## What the exercise asks
Print the part of the yellow-gorgeted greenbul text that begins at the words "The species is" and stops after the words "greenbul (Atimastillas flavigula).", copying it word for word.

## Text excerpt
________________

The yellow-gorgeted greenbul (Atimastillas flavicollis), formerly known as the yellow-throated leaflove, is a species of passerine bird in the bulbul family Pycnonotidae. It is found in West Africa. Its natural habitats are subtropical or tropical dry forests, moist savanna, and subtropical or tropical moist shrubland.

==Taxonomy and systematics==
The yellow-gorgeted greenbul was originally described in the genus Haematornis (a synonym for Pycnonotus) and later classified within Chlorocichla before being moved to the genus Atimastillas in 2010. Not all authorities have adopted this latest genus change. Formerly, various authorities have classified the yellow-gorgeted greenbul in several other genera, including Criniger, Ixus and Xenocichla (a synonym for Bleda). Alternatively, some authorities have classified the yellow-gorgeted greenbul as synonymous with the yellow-throated greenbul. Alternate names for the yellow-gorgeted greenbul include the mango bulbul, yellowthroat and yellow-throated greenbul. The alternate name 'yellowthroat' is not to be confused with the species of the genus Geothlypis.

The species is monotypic: no subspecies are recognised. It was formerly considered to be conspecific with the pale-throated greenbul (Atimastillas flavigula).

________________

## Information shown
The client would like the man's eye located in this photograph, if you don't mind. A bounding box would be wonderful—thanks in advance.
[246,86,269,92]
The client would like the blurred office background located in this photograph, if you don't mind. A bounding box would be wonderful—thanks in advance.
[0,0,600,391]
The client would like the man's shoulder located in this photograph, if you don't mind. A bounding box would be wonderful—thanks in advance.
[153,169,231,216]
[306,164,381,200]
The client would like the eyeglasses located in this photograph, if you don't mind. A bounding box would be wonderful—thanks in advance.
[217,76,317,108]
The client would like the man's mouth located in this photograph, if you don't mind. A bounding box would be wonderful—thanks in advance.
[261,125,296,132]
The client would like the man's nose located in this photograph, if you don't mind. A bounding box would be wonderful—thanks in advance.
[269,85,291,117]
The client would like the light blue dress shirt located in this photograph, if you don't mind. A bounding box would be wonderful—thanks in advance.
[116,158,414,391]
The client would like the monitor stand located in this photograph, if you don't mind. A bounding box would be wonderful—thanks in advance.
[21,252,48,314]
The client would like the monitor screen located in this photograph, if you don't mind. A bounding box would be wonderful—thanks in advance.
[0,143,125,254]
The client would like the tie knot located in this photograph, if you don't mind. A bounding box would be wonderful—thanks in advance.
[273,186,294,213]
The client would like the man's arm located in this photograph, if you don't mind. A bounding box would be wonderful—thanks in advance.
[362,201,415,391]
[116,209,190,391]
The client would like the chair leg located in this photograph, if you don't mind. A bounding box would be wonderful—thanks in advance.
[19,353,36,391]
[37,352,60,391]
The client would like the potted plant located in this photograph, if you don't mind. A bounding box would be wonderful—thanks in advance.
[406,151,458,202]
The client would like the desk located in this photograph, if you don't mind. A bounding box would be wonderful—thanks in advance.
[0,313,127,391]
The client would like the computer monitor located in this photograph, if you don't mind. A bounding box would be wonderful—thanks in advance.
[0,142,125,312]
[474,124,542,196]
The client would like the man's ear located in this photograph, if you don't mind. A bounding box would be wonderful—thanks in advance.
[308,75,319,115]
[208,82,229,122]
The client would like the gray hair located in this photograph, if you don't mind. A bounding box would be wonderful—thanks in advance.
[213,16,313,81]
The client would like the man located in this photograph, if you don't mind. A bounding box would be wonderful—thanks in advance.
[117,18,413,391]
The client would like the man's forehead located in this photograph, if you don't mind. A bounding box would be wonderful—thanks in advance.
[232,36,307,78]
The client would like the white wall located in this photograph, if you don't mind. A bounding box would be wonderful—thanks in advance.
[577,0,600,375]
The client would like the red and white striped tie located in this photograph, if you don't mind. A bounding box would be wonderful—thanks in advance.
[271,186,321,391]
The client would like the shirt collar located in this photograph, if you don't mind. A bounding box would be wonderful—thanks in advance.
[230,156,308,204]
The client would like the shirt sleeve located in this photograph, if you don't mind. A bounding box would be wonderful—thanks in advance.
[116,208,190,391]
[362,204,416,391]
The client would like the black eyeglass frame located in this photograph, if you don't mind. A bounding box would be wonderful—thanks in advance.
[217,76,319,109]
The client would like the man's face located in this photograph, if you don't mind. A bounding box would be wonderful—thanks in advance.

________________

## Exercise answer
The species is monotypic: no subspecies are recognised. It was formerly considered to be conspecific with the pale-throated greenbul (Atimastillas flavigula).